▸ **Task brief**: Recast the lines below as a numbered list, from the line with "The client would like the high-visibility" up to and including the line with "The client would like the beard", and leave out any blank lines.

======== Dataset records

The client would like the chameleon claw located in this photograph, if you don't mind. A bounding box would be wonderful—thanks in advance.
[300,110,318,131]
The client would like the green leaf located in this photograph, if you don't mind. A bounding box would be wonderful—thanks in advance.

================
======== Dataset records

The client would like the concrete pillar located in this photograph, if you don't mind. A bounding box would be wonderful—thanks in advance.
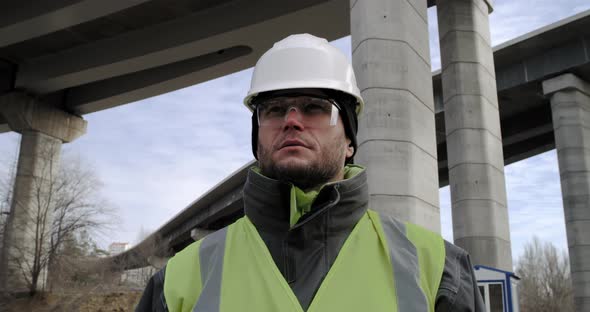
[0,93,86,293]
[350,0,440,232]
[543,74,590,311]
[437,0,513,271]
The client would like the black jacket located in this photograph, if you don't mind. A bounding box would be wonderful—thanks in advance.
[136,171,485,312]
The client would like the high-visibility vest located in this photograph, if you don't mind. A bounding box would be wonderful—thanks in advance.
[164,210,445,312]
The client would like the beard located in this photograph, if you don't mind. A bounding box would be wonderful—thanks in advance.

================

▸ **Full response**:
1. The client would like the high-visibility vest located in this photograph, if you don't mind. A bounding box would be wonderful—thanks in advance.
2. [164,210,445,312]
3. The client would like the beard located in this photograph, if you don't mind. A bounding box would be wonderful—thanks in advance.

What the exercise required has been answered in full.